Output all of the records below verbatim, reproducing every line character for character.

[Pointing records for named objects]
[start]

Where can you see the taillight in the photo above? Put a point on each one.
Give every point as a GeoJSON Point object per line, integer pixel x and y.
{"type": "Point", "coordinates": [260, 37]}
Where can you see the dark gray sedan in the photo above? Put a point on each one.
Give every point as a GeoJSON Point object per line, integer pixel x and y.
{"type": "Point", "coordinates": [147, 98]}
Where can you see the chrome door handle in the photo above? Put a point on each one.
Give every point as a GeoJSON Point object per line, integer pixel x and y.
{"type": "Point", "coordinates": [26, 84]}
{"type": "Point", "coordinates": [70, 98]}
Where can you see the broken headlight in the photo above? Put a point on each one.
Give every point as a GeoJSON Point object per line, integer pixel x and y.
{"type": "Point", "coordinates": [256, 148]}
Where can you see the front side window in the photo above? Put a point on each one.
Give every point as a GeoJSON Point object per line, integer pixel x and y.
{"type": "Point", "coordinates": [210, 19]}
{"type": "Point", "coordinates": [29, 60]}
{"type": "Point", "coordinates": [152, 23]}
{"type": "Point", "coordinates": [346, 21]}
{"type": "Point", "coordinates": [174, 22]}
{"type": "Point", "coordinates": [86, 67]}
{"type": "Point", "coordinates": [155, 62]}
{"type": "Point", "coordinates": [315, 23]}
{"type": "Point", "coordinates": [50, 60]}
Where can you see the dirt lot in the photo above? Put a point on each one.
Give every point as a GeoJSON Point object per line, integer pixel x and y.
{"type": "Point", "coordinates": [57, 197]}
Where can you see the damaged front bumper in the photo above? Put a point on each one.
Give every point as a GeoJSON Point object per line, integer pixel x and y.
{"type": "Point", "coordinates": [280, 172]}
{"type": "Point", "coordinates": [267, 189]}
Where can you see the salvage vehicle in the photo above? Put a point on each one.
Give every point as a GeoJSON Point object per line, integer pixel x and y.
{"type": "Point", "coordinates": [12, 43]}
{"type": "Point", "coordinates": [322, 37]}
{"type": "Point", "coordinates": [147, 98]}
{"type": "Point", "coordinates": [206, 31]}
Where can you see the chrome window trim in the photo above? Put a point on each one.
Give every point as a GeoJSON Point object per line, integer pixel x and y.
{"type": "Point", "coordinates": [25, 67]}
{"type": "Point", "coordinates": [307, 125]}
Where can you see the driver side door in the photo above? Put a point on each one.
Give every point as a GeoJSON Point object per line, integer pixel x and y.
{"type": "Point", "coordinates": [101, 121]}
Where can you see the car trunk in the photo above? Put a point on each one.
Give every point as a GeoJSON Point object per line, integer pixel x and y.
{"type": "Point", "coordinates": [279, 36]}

[end]

Response to this exercise.
Where can you see the taillight in the photo above? Put a point on each one.
Give every point as a GeoJSON Point object per line, integer pixel x and y.
{"type": "Point", "coordinates": [260, 37]}
Where can you see the dark gray sedan in the photo above? Put a point on each one.
Give every point as a GeoJSON Point object per line, integer pixel x and y.
{"type": "Point", "coordinates": [147, 98]}
Where can you see the chrome door handle in the photo above? Put a point on each one.
Give every point as a GeoJSON Point object per line, integer pixel x and y.
{"type": "Point", "coordinates": [26, 84]}
{"type": "Point", "coordinates": [70, 98]}
Where can you see the broken headlight in the photo above? Put a point on each one.
Give every point as a GeoJSON Point object per line, integer pixel x and y.
{"type": "Point", "coordinates": [256, 148]}
Where can you see the front side window in the photo above? Put a point on each one.
Give every point as a GeoJSON Point object per line, integer pixel x and y.
{"type": "Point", "coordinates": [210, 19]}
{"type": "Point", "coordinates": [29, 60]}
{"type": "Point", "coordinates": [152, 23]}
{"type": "Point", "coordinates": [346, 21]}
{"type": "Point", "coordinates": [174, 22]}
{"type": "Point", "coordinates": [86, 67]}
{"type": "Point", "coordinates": [155, 62]}
{"type": "Point", "coordinates": [315, 23]}
{"type": "Point", "coordinates": [50, 60]}
Where can you see the dirt lot in the photo above? Put a point on each one.
Give every point as a GeoJSON Point object per line, integer pixel x and y.
{"type": "Point", "coordinates": [57, 197]}
Where can you see the damaged front bumper in the photo above? Put a point on each one.
Give every point as a GeoJSON Point object per line, integer pixel x and y.
{"type": "Point", "coordinates": [280, 172]}
{"type": "Point", "coordinates": [267, 189]}
Where can you see the salvage vehicle in the photo above? Put a point on each one.
Give every point as a GeoJSON Point object per line, integer pixel x and y.
{"type": "Point", "coordinates": [12, 43]}
{"type": "Point", "coordinates": [322, 37]}
{"type": "Point", "coordinates": [147, 98]}
{"type": "Point", "coordinates": [206, 31]}
Where can you see the chrome window trim in the photo above? Put a point on each one.
Give every point as a GeoJSON Point object per line, integer pixel x and y.
{"type": "Point", "coordinates": [25, 67]}
{"type": "Point", "coordinates": [307, 125]}
Where can you see the driver side door in the photo above? Put a point on each one.
Give every point as a GeoJSON Point object per line, integer pixel x and y.
{"type": "Point", "coordinates": [101, 121]}
Where can you see the car trunk in the photo above? Put a point on each one.
Give every point as a GeoJSON Point object per line, integer pixel x and y.
{"type": "Point", "coordinates": [279, 36]}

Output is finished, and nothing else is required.